Things to do
[A] Using the article on SEND system pressures, answer each of these:
(i) How many school-age children in England have SEND?
(ii) How many of the 94 local authority areas have been judged to have "significant weaknesses" in their SEND support?
(iii) In which month was the SEND Review launched?
[B] Can you give a passage of the SEND article again with "golden ticket" renamed "prized passport"? Begin at the words that have "MPs scathing in", and stop after "their SEND children.".
[C] Could you take the article on SEND system pressures further, picking up after its last sentence?

MPs scathing in their assessment of DfE's grip on SEND system pressures

Written by: Pete Henshaw | Published:

​A scathing report by cross-party MPs has concluded that the government “does not have a grip” on the mounting pressure in the SEND system, with pupils more likely to be excluded and thousands of families missing out on crucial support.

Of the 1.3 million school-age children in England who have SEND, only one in five (around 271,000) has legally enforceable entitlements set out in an Education, Health and Care Plan (EHCP).

This means that around 1.04 million SEND children have no guarantee of the support they need – of which the vast majority attend cash-strapped mainstream schools.

MPs on the House of Commons’ Committee of Public Accounts (CPA) warn that the EHCPs have become a “golden ticket” as “desperate parents scramble to secure adequate support” for their SEND children.

They highlight flaws in the SEND funding system, which act as a disincentive to enrolling pupils with SEND” and the fact that 47 out of 94 local authority areas have been judged to have “significant weaknesses” when it comes to their SEND support.

MPs on the committee are now demanding that the Department for Education (DfE) act to remedy the problems as part of its SEND Review, which was launched in September and has yet to report its findings.

Information provided
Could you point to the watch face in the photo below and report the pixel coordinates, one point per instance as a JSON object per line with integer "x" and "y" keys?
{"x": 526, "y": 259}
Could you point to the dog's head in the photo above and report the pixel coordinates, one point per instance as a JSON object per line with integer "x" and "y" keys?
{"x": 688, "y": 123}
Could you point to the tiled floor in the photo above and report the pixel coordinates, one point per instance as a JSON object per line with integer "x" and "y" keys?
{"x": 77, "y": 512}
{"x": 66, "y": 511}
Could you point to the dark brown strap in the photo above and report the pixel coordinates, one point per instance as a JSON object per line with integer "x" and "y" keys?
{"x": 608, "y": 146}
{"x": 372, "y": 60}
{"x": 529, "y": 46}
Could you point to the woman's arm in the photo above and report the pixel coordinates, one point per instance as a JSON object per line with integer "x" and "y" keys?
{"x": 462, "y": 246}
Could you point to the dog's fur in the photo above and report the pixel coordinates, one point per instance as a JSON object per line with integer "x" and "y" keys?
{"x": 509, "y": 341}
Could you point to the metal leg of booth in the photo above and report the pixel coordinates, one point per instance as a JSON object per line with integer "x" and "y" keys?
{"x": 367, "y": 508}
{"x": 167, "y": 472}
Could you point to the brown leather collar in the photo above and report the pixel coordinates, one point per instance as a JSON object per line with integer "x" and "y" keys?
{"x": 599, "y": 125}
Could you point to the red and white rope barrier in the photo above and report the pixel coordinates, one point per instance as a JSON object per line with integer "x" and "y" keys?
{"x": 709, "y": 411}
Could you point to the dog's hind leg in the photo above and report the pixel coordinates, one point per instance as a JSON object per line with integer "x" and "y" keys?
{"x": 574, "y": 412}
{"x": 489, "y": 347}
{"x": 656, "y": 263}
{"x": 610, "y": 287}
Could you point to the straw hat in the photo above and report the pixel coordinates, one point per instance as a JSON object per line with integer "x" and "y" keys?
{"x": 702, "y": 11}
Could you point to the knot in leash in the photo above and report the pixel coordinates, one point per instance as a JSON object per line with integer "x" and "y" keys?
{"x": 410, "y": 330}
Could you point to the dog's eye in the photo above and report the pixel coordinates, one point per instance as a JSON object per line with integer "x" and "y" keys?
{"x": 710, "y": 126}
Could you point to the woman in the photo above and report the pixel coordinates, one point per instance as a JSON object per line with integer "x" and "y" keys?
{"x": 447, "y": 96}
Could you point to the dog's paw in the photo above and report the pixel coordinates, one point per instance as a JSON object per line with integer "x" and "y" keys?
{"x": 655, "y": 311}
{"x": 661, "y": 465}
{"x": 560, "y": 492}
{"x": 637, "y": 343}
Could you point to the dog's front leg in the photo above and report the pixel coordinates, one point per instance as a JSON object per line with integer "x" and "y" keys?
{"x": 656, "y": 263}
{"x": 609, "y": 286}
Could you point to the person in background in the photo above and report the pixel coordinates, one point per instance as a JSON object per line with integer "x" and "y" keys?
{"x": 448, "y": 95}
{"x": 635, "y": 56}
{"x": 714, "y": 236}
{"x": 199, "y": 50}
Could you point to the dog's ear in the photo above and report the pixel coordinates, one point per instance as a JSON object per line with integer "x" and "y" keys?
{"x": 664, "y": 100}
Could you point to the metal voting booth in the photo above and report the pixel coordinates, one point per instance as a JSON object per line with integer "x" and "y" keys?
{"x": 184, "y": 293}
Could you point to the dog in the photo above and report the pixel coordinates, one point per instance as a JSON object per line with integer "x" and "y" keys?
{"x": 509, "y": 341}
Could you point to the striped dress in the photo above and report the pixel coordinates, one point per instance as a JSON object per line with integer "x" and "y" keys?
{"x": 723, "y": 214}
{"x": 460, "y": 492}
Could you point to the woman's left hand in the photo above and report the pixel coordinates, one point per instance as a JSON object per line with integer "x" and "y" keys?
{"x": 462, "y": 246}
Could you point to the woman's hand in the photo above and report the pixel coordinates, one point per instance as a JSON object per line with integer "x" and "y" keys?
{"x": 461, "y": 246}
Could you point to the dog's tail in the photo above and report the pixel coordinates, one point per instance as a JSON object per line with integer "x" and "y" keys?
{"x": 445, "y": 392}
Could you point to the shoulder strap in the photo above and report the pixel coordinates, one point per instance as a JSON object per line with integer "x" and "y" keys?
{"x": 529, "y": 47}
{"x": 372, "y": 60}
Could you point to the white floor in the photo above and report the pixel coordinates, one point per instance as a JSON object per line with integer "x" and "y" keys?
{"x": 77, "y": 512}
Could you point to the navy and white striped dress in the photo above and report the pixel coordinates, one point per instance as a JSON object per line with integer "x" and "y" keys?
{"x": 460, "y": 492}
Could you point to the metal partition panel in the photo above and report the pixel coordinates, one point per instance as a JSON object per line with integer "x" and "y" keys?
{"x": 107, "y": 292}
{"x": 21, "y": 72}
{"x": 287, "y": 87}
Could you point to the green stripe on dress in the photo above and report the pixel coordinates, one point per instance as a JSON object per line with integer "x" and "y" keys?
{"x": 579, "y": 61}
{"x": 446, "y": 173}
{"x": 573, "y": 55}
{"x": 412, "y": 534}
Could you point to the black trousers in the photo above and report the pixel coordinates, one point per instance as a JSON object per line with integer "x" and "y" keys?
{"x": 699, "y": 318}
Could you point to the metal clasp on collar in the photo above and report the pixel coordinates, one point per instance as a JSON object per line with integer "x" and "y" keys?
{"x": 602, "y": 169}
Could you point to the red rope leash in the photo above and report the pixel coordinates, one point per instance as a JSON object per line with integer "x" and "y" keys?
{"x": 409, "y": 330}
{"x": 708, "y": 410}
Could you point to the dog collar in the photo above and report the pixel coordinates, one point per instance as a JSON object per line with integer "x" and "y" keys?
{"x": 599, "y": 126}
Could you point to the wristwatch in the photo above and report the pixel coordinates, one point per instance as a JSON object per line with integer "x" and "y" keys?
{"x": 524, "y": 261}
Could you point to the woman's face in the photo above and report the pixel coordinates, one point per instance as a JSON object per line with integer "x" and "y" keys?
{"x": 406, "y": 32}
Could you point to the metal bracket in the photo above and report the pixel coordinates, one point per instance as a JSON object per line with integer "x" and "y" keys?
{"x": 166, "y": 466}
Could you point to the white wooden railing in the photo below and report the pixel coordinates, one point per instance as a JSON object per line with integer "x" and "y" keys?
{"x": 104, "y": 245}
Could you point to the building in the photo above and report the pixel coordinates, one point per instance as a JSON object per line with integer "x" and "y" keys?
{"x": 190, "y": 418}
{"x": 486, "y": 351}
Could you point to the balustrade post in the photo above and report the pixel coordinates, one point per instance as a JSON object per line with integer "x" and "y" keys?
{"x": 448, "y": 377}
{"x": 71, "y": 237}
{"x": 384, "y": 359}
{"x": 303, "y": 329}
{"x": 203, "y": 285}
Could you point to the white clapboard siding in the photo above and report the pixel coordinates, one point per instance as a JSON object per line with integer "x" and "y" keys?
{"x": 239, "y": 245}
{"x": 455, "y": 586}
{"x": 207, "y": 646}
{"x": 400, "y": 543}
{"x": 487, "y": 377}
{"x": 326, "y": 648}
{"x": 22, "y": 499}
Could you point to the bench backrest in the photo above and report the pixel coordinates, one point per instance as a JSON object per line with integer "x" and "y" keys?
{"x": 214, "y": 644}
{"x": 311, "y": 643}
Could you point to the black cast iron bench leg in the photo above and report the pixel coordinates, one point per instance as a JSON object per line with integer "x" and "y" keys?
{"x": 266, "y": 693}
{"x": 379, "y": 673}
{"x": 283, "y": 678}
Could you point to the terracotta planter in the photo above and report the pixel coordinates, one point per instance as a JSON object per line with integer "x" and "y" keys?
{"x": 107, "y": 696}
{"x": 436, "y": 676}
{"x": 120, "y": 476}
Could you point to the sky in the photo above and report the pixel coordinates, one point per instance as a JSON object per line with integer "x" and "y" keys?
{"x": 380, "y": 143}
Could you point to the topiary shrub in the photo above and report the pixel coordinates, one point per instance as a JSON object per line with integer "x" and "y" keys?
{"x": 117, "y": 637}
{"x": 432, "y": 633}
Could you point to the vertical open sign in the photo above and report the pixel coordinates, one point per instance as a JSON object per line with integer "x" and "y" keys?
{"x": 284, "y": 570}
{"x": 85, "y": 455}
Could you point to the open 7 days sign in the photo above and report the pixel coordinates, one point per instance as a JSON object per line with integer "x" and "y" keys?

Task responses
[A]
(i) 1.3 million
(ii) 47
(iii) September

[B]
MPs scathing in their assessment of DfE's grip on SEND system pressures

Written by: Pete Henshaw | Published:

​A scathing report by cross-party MPs has concluded that the government “does not have a grip” on the mounting pressure in the SEND system, with pupils more likely to be excluded and thousands of families missing out on crucial support.

Of the 1.3 million school-age children in England who have SEND, only one in five (around 271,000) has legally enforceable entitlements set out in an Education, Health and Care Plan (EHCP).

This means that around 1.04 million SEND children have no guarantee of the support they need – of which the vast majority attend cash-strapped mainstream schools.

MPs on the House of Commons’ Committee of Public Accounts (CPA) warn that the EHCPs have become a “prized passport” as “desperate parents scramble to secure adequate support” for their SEND children.

[C]
The report states: “We remain to be convinced that the DfE has sufficient grip on what needs to be done to tackle the growing pressures on the SEND system. In September, the DfE announced a major review of SEND provision, promising to improve services and address what it described as the ‘postcode lottery’ that children and families often face.

“The DfE has given few details about the review and has not indicated when it will be completed. However, the weaknesses in support for children with SEND are already well-known – what we expect from the DfE now is concrete action to address these significant failings.”

It is not the first time MPs have slammed failings in the SEND system. In October, the Education Select Committee published an equally damning report concluding that poor implementation of the SEND reforms has resulted in “confusion, at times unlawful practice, bureaucratic nightmares, buck-passing, no accountability, strained resources, and adversarial experiences”.

It also highlighted how children without EHCPs but on SEN Support were being let down and their needs going unmet. It revealed that huge pressure on the EHCP application system had led to unlawful practices by local authorities, such as rationing and gatekeeping, leaving many children’s needs unidentified and/or unmet.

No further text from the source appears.